-- ACTIONS TO TAKE --
(a) Give the username of each person who posts in the Purple Heart thread, listing each name once.
(b) Continue the Purple Heart thread from its final post heading by writing the reply that follows.

# Purple Heart Question



## Johnturner (Aug 20, 2014)

A while ago I saw a post that sort of said that Purple Heart could be altered by using a microwave or the sun.

Doers anyone know what was being discussed??? How do you do it and what does it do?

Thanks
John


----------



## Blueglass (Aug 20, 2014)

I remember a post of somebody here flame treating some and it sure turned a nice deep purple. Not sure how it holds the color after that.


----------



## Tclem (Aug 20, 2014)

I burn it with a torch while on the lathe to get a real purple look


----------



## Schroedc (Aug 20, 2014)

I've found that the UV exposure of sunlight can give a nice deep purple to the wood once finished. I set the unfinished pens in the sun for a few hours, rotating to keep even and the finish seems to hold the color well (I've got a couple that were done two years ago that have stayed quite purple. BUT excessive UV exposure after finishing can turn it brow/grey like almost any other wood (Left one on a window ledge near a sunny window for a few weeks).

Hope this is what you were asking about.


----------



## Mrfish55 (Aug 20, 2014)

I've not tried the microwave but a couple hours in the sun gives me a nice bright purple (after finished sanding but before you apply the finish) finish with something with uv protection or it will eventually go brown


----------



## Johnturner (Aug 21, 2014)

So what I'm hearing is put it in the sun for a few hours, turning it, after finish sanding but before putting a finish on.

I don't have access to a torch but I wonder if a Heat Gun would work???


----------



## Tclem (Aug 21, 2014)

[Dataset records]
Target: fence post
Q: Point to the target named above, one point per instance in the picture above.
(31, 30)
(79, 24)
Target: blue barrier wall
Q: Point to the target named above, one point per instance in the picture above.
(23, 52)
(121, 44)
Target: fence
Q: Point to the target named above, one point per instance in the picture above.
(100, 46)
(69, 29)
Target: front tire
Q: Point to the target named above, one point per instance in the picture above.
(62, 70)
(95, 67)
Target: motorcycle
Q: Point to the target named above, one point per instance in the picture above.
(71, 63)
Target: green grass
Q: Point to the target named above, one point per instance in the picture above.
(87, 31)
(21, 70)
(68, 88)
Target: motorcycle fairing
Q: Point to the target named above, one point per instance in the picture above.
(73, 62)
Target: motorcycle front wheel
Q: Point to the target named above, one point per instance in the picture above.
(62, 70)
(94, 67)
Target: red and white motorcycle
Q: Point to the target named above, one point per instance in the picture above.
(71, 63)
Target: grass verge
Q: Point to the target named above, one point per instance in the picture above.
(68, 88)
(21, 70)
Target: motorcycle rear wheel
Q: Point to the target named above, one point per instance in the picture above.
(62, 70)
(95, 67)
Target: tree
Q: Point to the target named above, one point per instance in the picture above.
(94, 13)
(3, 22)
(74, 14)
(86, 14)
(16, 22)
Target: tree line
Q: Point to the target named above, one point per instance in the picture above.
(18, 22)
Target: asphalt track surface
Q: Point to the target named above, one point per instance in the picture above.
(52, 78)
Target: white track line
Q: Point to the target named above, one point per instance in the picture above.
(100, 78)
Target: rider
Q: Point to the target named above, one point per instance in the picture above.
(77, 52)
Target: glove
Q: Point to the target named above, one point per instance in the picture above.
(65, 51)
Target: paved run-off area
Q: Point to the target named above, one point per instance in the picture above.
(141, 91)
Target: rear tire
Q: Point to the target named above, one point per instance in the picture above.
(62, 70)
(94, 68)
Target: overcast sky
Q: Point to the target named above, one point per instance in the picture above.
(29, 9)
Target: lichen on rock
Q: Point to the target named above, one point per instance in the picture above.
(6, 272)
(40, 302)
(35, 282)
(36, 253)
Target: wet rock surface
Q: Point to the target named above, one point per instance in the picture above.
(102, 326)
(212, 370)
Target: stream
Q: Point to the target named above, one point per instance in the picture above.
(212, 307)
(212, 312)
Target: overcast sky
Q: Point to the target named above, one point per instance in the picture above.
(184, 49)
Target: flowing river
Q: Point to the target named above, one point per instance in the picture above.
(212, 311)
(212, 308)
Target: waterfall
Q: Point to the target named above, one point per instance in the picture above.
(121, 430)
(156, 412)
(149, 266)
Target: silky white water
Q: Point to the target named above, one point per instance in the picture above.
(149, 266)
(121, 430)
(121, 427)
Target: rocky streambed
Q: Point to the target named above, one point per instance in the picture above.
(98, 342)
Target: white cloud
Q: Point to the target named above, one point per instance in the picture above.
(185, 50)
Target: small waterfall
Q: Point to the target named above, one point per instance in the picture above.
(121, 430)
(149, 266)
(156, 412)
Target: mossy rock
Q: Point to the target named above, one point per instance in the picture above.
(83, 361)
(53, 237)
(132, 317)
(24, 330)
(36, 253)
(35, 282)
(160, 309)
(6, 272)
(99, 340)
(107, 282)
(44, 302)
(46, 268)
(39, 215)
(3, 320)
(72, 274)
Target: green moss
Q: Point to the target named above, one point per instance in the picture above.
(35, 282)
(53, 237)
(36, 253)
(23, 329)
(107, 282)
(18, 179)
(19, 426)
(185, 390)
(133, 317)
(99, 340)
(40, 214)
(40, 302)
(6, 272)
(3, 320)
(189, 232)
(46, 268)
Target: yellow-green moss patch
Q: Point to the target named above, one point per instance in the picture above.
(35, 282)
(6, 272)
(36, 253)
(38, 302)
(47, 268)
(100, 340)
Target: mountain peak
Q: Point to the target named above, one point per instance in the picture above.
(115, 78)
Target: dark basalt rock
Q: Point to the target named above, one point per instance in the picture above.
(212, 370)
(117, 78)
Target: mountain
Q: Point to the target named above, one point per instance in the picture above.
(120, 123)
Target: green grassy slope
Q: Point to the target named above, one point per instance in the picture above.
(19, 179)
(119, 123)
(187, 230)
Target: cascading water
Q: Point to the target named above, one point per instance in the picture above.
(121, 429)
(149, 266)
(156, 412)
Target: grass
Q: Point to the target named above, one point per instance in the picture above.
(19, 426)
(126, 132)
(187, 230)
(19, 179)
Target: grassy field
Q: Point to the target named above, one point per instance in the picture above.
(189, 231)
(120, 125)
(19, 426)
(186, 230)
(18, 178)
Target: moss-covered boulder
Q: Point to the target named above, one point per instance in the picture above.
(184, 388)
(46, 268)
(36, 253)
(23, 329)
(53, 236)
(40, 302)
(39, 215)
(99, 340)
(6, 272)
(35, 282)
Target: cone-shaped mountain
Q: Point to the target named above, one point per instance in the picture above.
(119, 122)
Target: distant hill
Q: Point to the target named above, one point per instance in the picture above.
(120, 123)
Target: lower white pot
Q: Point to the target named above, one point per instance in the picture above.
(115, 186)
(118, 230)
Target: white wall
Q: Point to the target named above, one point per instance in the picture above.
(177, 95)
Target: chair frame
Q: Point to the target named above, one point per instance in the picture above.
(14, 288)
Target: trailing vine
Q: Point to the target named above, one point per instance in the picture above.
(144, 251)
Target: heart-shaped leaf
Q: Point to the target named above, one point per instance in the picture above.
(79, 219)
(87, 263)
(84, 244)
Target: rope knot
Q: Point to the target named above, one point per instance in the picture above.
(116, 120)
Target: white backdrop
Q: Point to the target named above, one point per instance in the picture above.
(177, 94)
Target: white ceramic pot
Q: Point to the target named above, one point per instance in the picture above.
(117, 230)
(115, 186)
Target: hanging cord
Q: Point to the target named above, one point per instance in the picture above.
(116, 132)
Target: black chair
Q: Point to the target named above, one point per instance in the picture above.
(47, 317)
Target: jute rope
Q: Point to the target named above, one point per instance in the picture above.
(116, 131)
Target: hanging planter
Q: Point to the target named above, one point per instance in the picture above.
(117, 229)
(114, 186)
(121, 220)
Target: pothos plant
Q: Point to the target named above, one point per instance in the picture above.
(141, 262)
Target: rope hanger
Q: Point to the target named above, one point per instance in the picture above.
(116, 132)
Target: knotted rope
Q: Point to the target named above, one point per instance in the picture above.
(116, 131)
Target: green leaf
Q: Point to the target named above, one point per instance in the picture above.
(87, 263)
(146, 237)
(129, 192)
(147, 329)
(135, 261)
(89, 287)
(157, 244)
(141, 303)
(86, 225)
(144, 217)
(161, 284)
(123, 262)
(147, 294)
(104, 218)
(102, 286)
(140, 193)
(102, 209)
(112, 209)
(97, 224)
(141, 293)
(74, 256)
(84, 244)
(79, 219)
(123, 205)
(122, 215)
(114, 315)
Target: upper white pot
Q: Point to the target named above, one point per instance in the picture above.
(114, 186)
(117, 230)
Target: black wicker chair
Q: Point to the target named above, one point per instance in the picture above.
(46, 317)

-- TASK-BY-TASK OUTPUTS --
(a) Johnturner, Blueglass, Tclem, Schroedc, Mrfish55

(b)
Johnturner said:


> So what I'm hearing is put it in the sun for a few hours, turning it, after finish sanding but before putting a finish on.
> 
> I don't have access to a torch but I wonder if a Heat Gun would work???


I use a simple ol click touch from Walmart with a gas bottle. Turn it around 300 rpm or by hand. It will make it bright purple. I've never tried sun so I don't know which is better or I guess what you would like better


----------



## Johnturner (Aug 21, 2014)

Thanks Tony. About how much time are we talking???


----------



## Tclem (Aug 21, 2014)

Johnturner said:


> Thanks Tony. About how much time are we talking???


I sand to 320 then I torch it. A few seconds them i sand 400 grit and put my ca finish on. The ones I have done have held the color.


----------



## Tclem (Aug 21, 2014)

Remember it will be hot so you may want to let it cool for a minute or two


----------



## Johnturner (Aug 21, 2014)

Thanks Tony! Say Hi to Paxton for me.

Reactions: Like 1


----------



## rdabpenman (Aug 22, 2014)

I found it will continue getting more purple even after a finish has been applied.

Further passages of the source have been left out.